**Exercise aim**
Beneath this line is the data. Output exactly the lines from the line with "van as a reference point." to the line with "Target: sky", both ends included, and nothing more.

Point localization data
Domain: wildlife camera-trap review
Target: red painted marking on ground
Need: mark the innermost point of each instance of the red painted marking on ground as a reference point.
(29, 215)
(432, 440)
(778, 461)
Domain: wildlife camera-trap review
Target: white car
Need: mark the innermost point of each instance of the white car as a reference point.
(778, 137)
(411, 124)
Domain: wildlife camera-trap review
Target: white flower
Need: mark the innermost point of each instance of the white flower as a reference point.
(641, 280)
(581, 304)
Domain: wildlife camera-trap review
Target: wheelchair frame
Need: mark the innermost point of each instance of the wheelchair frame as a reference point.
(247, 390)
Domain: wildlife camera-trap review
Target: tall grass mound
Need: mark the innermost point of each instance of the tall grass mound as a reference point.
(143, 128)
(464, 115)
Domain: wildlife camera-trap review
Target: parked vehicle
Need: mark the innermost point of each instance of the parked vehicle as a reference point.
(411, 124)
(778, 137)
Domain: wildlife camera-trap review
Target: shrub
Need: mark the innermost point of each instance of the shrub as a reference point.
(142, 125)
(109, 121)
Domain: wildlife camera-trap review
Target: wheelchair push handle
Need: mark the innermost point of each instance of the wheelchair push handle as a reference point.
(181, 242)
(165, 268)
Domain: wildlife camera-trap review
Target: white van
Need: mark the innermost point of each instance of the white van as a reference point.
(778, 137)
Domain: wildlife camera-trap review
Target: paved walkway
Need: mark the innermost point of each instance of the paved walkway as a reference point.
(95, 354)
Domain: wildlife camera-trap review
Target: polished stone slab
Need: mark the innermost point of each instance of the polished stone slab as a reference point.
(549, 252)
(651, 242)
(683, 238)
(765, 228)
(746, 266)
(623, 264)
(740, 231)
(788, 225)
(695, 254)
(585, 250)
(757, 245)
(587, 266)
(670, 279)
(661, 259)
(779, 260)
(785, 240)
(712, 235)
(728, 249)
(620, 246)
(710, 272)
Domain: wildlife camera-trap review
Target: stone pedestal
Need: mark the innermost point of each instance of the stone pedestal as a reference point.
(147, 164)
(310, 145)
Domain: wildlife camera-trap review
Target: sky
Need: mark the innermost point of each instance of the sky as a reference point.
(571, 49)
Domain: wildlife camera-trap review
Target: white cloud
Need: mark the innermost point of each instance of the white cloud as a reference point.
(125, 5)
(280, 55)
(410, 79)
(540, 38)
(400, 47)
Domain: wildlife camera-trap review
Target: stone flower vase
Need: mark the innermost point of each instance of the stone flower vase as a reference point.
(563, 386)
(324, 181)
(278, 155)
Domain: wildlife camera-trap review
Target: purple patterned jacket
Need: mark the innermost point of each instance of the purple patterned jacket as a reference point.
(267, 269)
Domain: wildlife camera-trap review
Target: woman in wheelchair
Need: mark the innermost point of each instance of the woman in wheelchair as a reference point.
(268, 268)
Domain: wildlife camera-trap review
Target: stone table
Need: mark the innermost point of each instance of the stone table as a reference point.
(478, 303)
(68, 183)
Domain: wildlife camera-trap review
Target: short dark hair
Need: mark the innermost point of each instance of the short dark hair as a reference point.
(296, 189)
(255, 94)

**Response**
Need: mark the innermost point of each instance of the white van as a reference point.
(778, 137)
Domain: wildlife camera-trap review
Target: paved walkway
Need: mark the innermost point of each instance of the paved walkway as a reference point.
(95, 354)
Domain: wildlife camera-trap review
Target: polished stone slab
Need: mark the innermost point of each instance of the polished stone slab as a reference point.
(549, 252)
(651, 242)
(683, 238)
(765, 228)
(746, 266)
(623, 264)
(740, 231)
(788, 225)
(695, 254)
(585, 250)
(757, 245)
(587, 266)
(670, 279)
(661, 259)
(779, 260)
(785, 240)
(712, 235)
(728, 249)
(620, 246)
(710, 272)
Domain: wildlife camera-trap review
Target: stone pedestal
Need: mark the innermost point of each instance of the stone pedestal as a reference point.
(147, 164)
(310, 145)
Domain: wildlife camera-trap review
Target: sky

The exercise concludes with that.